:: PROMPT ::
Report each line of the material below that contains the word "dress", copying the line in full. Letter case counts when matching.

:: EXTRACTED MATERIAL ::
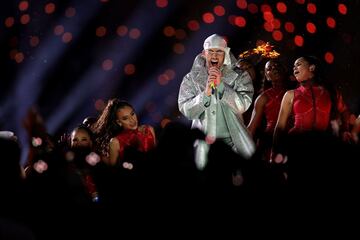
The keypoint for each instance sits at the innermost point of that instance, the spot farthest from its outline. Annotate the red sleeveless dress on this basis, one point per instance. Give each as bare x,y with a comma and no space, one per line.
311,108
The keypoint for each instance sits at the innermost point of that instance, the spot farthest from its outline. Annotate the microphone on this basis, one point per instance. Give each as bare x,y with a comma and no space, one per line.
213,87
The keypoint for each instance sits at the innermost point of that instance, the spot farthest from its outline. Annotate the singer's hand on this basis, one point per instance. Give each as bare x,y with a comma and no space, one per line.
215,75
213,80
* * *
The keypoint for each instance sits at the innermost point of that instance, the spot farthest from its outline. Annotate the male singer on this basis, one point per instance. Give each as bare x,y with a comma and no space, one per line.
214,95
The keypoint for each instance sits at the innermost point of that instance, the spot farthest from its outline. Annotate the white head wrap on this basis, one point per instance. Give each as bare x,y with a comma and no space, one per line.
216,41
* * *
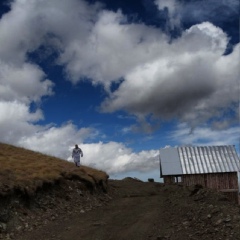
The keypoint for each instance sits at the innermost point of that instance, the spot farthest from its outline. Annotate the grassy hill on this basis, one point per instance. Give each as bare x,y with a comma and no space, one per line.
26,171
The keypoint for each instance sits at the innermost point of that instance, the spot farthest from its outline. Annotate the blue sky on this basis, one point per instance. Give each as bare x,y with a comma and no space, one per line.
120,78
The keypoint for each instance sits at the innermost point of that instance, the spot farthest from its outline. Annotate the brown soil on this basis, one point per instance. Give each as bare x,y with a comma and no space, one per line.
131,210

:: RESULT OF THIS EXERCISE ::
The keypoint for each instance sits at the innermost point of that instance, the spot farthest from its outline. Annotate the red sleeveless dress on this basis, one point per instance. Give each as bare x,y with a comma and no space, one per line.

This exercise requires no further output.